Activity ->
So that nothing is lost, restate each entry exactly as supplied.

*** Data ***

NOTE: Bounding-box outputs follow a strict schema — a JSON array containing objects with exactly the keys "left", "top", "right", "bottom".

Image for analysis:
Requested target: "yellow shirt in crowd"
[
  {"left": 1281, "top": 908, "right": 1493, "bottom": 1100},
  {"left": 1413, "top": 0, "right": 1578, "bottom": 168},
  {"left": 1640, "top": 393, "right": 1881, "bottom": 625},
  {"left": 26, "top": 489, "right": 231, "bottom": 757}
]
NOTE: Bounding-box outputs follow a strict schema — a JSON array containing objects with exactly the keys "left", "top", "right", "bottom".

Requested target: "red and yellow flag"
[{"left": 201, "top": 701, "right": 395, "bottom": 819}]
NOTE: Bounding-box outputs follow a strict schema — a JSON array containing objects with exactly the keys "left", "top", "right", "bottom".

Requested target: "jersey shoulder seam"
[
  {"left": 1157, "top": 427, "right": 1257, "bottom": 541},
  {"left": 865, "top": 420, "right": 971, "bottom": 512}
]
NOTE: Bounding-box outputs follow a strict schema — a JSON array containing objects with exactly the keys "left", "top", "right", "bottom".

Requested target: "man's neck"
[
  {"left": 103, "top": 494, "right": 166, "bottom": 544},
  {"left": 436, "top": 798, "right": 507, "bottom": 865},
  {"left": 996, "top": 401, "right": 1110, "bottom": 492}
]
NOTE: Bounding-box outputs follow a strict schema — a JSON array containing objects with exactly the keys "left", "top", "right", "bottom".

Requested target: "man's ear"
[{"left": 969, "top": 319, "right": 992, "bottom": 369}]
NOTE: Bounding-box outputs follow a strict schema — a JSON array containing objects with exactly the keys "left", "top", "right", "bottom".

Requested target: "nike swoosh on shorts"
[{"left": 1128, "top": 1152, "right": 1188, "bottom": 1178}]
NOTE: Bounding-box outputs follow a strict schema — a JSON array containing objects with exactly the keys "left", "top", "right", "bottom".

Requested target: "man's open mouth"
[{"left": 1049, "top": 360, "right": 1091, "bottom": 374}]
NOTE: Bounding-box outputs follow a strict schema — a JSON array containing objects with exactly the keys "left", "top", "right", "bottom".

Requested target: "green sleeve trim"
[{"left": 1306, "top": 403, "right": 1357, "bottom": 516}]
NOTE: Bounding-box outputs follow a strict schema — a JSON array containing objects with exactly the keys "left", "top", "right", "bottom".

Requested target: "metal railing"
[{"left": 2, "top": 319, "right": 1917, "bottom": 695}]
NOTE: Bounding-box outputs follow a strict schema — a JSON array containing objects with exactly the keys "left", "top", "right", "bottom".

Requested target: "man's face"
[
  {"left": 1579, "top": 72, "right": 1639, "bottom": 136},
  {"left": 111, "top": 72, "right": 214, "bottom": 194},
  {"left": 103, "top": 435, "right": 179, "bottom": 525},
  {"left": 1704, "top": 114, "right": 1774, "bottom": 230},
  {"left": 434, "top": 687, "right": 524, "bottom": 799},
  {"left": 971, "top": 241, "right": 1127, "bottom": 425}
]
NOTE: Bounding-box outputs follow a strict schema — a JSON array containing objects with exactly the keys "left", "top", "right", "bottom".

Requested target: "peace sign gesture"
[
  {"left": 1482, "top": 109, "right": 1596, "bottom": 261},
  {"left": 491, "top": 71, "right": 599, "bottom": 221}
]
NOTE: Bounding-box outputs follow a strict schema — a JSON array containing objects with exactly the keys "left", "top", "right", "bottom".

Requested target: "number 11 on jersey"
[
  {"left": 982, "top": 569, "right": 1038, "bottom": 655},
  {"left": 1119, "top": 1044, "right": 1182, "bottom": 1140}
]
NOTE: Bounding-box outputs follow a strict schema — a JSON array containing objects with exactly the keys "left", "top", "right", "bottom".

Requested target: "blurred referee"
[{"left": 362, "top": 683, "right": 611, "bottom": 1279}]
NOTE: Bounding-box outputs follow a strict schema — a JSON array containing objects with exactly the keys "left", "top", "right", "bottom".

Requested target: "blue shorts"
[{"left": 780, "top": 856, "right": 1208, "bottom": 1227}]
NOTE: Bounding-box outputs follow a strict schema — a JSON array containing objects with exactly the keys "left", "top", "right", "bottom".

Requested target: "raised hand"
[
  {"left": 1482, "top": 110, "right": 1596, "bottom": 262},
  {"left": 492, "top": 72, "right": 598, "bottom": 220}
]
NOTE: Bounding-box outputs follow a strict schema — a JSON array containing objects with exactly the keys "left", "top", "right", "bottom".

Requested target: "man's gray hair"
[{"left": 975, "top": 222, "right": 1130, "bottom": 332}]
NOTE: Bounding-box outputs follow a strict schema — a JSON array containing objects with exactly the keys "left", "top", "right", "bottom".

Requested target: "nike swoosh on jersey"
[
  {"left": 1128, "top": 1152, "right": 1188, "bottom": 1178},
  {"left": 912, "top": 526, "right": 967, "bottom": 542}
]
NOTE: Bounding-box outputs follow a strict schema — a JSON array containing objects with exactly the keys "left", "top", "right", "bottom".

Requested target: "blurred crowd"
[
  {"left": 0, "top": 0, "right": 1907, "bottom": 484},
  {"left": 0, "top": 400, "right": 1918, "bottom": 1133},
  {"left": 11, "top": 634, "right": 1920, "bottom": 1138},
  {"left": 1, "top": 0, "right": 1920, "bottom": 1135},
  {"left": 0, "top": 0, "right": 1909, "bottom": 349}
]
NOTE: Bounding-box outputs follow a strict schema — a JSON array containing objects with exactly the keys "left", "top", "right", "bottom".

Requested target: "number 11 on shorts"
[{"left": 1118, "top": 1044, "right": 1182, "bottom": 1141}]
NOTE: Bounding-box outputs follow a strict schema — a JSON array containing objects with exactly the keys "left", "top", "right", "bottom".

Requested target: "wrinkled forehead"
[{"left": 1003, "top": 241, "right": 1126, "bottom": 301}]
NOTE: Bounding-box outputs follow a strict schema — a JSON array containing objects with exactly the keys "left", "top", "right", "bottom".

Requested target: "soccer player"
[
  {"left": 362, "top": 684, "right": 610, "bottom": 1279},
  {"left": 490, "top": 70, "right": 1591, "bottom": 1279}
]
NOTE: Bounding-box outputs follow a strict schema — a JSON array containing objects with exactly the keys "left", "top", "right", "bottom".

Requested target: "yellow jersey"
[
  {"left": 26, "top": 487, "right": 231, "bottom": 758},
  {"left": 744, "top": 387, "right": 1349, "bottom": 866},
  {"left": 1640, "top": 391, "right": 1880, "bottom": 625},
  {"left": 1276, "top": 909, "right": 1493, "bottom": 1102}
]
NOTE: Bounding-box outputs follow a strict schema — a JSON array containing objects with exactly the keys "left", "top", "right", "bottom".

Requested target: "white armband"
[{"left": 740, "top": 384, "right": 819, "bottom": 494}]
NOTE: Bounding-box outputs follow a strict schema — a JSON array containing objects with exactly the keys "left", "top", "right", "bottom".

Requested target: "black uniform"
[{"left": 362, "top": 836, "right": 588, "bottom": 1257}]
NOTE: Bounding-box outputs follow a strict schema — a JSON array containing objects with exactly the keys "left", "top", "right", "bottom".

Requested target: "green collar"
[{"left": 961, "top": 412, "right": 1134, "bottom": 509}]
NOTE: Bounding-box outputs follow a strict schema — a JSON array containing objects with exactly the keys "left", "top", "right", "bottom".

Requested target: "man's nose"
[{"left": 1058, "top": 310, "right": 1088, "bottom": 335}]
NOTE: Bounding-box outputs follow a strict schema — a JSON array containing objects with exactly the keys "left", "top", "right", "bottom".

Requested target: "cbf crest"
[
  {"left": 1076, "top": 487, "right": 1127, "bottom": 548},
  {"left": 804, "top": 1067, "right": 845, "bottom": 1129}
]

*** End of Data ***

Reply ->
NOTE: Bounding-box outputs follow a strict schema — a JSON array containing objects with exactly the keys "left", "top", "right", "bottom".

Image for analysis:
Requested target: "yellow shirt in crowd"
[
  {"left": 1281, "top": 908, "right": 1493, "bottom": 1100},
  {"left": 1413, "top": 0, "right": 1578, "bottom": 168},
  {"left": 1640, "top": 393, "right": 1881, "bottom": 625},
  {"left": 26, "top": 489, "right": 231, "bottom": 757}
]
NOTE: Bounding-box outputs follow a strict schema — a JSON array containing objects with exactly the keys "left", "top", "right", "bottom".

Requested target: "red and yellow flag"
[{"left": 201, "top": 701, "right": 395, "bottom": 819}]
NOTE: Bounding-box outputs follow a strict schema — a JSON array containing objects with exactly the keys "left", "top", "right", "bottom".

Requested target: "jersey shoulder seam"
[
  {"left": 1157, "top": 427, "right": 1257, "bottom": 541},
  {"left": 865, "top": 420, "right": 971, "bottom": 512}
]
NOTE: Bounding-box outputs follow a strict schema — a JSON array containing objects with exactly the keys "left", "top", "right", "bottom".

Requested target: "man's neck"
[
  {"left": 103, "top": 494, "right": 166, "bottom": 544},
  {"left": 436, "top": 798, "right": 507, "bottom": 865},
  {"left": 996, "top": 401, "right": 1110, "bottom": 492}
]
NOTE: Bounding-box outputs follow a strict schema — a JSON array containing objects with exactly the keys "left", "top", "right", "bottom".

Requested target: "man's ear"
[{"left": 969, "top": 319, "right": 992, "bottom": 369}]
NOTE: Bounding-box outputs follow a strict schema — a JSON array containing objects with exactly the keys "left", "top", "right", "bottom".

Requested target: "nike swoosh on shorts"
[{"left": 1128, "top": 1152, "right": 1188, "bottom": 1178}]
NOTE: Bounding-box outputs follow a strict schema — a JSON array containing objects with exactly the keys "left", "top", "right", "bottom".

Requested target: "man's open mouth"
[{"left": 1049, "top": 360, "right": 1091, "bottom": 374}]
NOTE: Bounding-box outputs follow a strict schema — a JSON array containing objects with exactly the keys "left", "top", "right", "bottom".

Requested target: "green sleeve trim"
[{"left": 1306, "top": 403, "right": 1357, "bottom": 516}]
NOTE: Bounding-box outputs follow a strict schema — a JSON array containing objects with exactly the keys "left", "top", "right", "bottom".

Requested target: "metal railing"
[{"left": 2, "top": 319, "right": 1917, "bottom": 695}]
NOTE: Bounding-box outputs follow a strict schema — a JSON array containing objects with exactly the keys "left", "top", "right", "bottom".

Requested target: "man's face"
[
  {"left": 1579, "top": 72, "right": 1639, "bottom": 136},
  {"left": 111, "top": 72, "right": 214, "bottom": 194},
  {"left": 103, "top": 435, "right": 179, "bottom": 525},
  {"left": 1704, "top": 114, "right": 1774, "bottom": 230},
  {"left": 434, "top": 687, "right": 524, "bottom": 799},
  {"left": 971, "top": 241, "right": 1127, "bottom": 425}
]
NOTE: Bounding-box outputs follow a strict schema — a JSON array containing objects with exactly the keys "left", "top", "right", "bottom".

Requested target: "peace sign gesture"
[
  {"left": 1482, "top": 109, "right": 1596, "bottom": 261},
  {"left": 491, "top": 71, "right": 599, "bottom": 221}
]
NOTE: Bounding-box outputs follow a strict schema — a JSON array containing objects with exactly the keys "left", "top", "right", "bottom".

Requested target: "number 11 on jersey"
[
  {"left": 982, "top": 569, "right": 1038, "bottom": 655},
  {"left": 1119, "top": 1044, "right": 1182, "bottom": 1140}
]
NOTE: Bounding-box outputs follow a strict schema — a JSON array containing objects with exactly the keys "left", "top", "right", "bottom".

Requested target: "blurred referee"
[{"left": 362, "top": 683, "right": 611, "bottom": 1279}]
NOTE: Bounding-box outputs follow a strict schema — a JSON array containing objects with exactly the keys "left", "top", "right", "bottom".

Requested target: "blue shorts"
[{"left": 780, "top": 856, "right": 1208, "bottom": 1227}]
NOTE: Bounding-box outputs follow a strict schema — a JSON array containing objects with exactly the keys "left", "top", "right", "bottom".

Requested target: "raised hand"
[
  {"left": 1482, "top": 110, "right": 1596, "bottom": 262},
  {"left": 492, "top": 72, "right": 598, "bottom": 220}
]
NOTE: Bounding-box outputs follow a strict schema — a JSON array containing objects with exactly the keys "left", "top", "right", "bottom".

Requested target: "man's gray hair"
[{"left": 975, "top": 222, "right": 1130, "bottom": 332}]
NOTE: Bounding-box outputs follow a strict schema — a JSON array containing objects with exactly the keys "left", "top", "right", "bottom".

Requested target: "nike swoosh on jersey"
[
  {"left": 1128, "top": 1152, "right": 1188, "bottom": 1178},
  {"left": 912, "top": 526, "right": 967, "bottom": 542}
]
NOTE: Bounding-box outputs follow a strict schema — a JSON array containing objects with exactly the keys "left", "top", "right", "bottom".

Requested target: "blurred crowd"
[
  {"left": 0, "top": 0, "right": 1907, "bottom": 484},
  {"left": 0, "top": 400, "right": 1918, "bottom": 1133},
  {"left": 11, "top": 634, "right": 1920, "bottom": 1138},
  {"left": 1, "top": 0, "right": 1920, "bottom": 1135},
  {"left": 0, "top": 0, "right": 1909, "bottom": 349}
]
NOTE: Bounding-box outputs follow a strict schema — a JSON array containing objects with exactly the keys "left", "top", "right", "bottom".

Requested target: "number 11 on shorts"
[{"left": 1118, "top": 1044, "right": 1182, "bottom": 1141}]
NOTE: Bounding-box outputs follow a strict schema — a JSON array containing objects with exactly the keys "left", "top", "right", "bottom".

Requested target: "wrinkled forehead"
[{"left": 1003, "top": 241, "right": 1126, "bottom": 301}]
NOTE: Bounding-box outputs follow a strict schema — a JSON array containing objects with exactly the keys "left", "top", "right", "bottom".

Requested target: "soccer player"
[
  {"left": 362, "top": 684, "right": 610, "bottom": 1279},
  {"left": 490, "top": 70, "right": 1591, "bottom": 1279}
]
NOTE: Bounding-box outputs follow a strict schema — a JSON array containing objects with exactly the keys "left", "top", "right", "bottom".

Requested target: "yellow jersey"
[
  {"left": 26, "top": 487, "right": 231, "bottom": 758},
  {"left": 744, "top": 387, "right": 1349, "bottom": 866},
  {"left": 1640, "top": 391, "right": 1880, "bottom": 625},
  {"left": 1276, "top": 909, "right": 1493, "bottom": 1102}
]
NOTE: Bounding-box outputs follow a strict schema — a JSON array containing objects with exactly the keys "left", "top", "right", "bottom".

Requested target: "white armband"
[{"left": 740, "top": 384, "right": 819, "bottom": 494}]
NOTE: Bounding-box outputs follow a strict schema — a JSON array containing objects with exactly the keys "left", "top", "right", "bottom".

Requested target: "black uniform"
[{"left": 362, "top": 836, "right": 588, "bottom": 1257}]
NOTE: Bounding-box outputs follow a strict schema — a JSON array containing objects with exactly the keys "left", "top", "right", "bottom".

Requested target: "green collar"
[{"left": 961, "top": 412, "right": 1134, "bottom": 509}]
NOTE: Bounding-box outputs follow a strict schema — a JSON array containing objects with exactly the keys "left", "top", "right", "bottom".

Requested target: "man's nose"
[{"left": 1058, "top": 310, "right": 1088, "bottom": 335}]
NOTE: Bounding-box outputs follow a strict schema — a JSON array containing objects with exactly the keys "left", "top", "right", "bottom".

Requested target: "cbf crest"
[
  {"left": 1076, "top": 487, "right": 1127, "bottom": 548},
  {"left": 804, "top": 1067, "right": 845, "bottom": 1129}
]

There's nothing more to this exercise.